> _Passage shown_:
# # #

AMENDMENT NUMBER NYC-0-06-2807
EXHIBIT
4.8.3
AMENDMENT NUMBER NYC-0-06-2807
[***] = Pursuant to 17 CFR 240.24b-2(b), confidential information has been omitted and has been
filed separately with the Securities and Exchange Commission pursuant to a Confidential Treatment
Application filed with the Commission.
This Amendment Number NYC-0-06-2807 (“Amendment”) is made as of this 18th day of August, 2006
(the “Amendment Effective Date”) between American Express Travel Related Services Company, Inc.,
having its principal place of business at American Express Tower, World Financial Center, Xxx Xxxx,
Xxx Xxxx 00000 (“AMEX”) and Regulus West LLC, a Delaware limited liability company, having its
principal place of business at 000 Xxxxxx Xxxxx, Xxxx, Xxxxxxxxxx 00000 (“Vendor”).

# # #

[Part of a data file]
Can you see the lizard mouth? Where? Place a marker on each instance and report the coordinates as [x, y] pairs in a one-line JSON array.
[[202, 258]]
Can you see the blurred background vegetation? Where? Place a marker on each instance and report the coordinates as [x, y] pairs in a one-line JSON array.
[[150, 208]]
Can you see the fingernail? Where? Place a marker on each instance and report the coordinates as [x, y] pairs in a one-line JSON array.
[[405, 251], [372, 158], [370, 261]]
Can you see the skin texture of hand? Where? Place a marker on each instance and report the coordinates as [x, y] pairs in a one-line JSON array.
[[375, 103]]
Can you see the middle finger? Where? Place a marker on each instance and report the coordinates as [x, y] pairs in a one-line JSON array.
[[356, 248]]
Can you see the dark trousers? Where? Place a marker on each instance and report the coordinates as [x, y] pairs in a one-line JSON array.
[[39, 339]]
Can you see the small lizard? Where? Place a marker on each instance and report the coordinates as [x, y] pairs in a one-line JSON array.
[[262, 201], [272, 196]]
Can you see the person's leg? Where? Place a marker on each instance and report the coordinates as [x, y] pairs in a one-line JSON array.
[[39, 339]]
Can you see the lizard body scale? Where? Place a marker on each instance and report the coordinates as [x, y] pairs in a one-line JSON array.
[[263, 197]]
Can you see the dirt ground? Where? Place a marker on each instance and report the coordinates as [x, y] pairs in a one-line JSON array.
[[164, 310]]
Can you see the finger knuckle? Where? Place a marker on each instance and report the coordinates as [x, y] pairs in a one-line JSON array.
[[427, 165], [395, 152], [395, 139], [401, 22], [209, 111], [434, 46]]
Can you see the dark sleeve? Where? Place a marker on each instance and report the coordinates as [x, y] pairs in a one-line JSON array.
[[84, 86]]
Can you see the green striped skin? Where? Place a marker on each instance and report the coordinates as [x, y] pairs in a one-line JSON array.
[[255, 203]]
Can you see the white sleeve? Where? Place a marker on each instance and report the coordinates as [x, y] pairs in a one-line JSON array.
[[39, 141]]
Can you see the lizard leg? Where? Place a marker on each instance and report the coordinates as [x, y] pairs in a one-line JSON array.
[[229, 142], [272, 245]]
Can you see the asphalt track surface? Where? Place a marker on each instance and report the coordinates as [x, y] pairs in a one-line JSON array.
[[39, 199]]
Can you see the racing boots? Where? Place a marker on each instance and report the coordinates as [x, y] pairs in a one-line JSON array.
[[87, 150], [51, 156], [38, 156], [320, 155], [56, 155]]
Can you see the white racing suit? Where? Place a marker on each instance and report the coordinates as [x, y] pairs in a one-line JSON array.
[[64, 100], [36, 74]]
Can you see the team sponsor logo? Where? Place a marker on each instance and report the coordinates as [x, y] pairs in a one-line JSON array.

# # #

> _Directions_:
(A) Answer these questions about the amendment text:
(i) On what date is the Amendment made?
(ii) What kind of entity is the Vendor, and under which state's law?
(iii) According to the note on [***], what has been omitted, and where has it been filed?
(B) Can you carry on the amendment text from where it stops?

> _Results by task_:
(A)
(i) The 18th day of August, 2006.
(ii) A limited liability company, Regulus West LLC, organized in Delaware.
(iii) Confidential information has been omitted and filed separately with the Securities and Exchange Commission.

(B)
RECITALS
WHEREAS, AMEX and Vendor wish to amend certain of their understandings as set forth in that
certain Remittance Processing Services Agreement dated as of October 25, 1999, as amended (the
“Agreement”), the term of which expires on September 30, 2006;
WHEREAS, AMEX and Vendor entered into the Agreement (incorporated herein by reference) for
remittance processing and related services as described in the Procedures Manual, attached as
Exhibit A therein, and as otherwise identified in the Agreement (the “Services”);
WHEREAS, the parties are in the process of migrating a substantial volume of additional AMEX
remittances to Vendor for processing via the Services (the “Migration Process”);
WHEREAS, the parties are presently negotiating a comprehensive amendment to the Agreement
(“Comprehensive Amendment”), which shall include, among other things, the terms and conditions
contained in this Amendment and an exhibit regarding Vendor’s performance of certain modified
services (the “Modified Services Exhibit”) intended to be implemented during the fourth calendar
quarter of 2006; and
WHEREAS, the parties desire to amend the Agreement pending the execution of the Comprehensive
Amendment.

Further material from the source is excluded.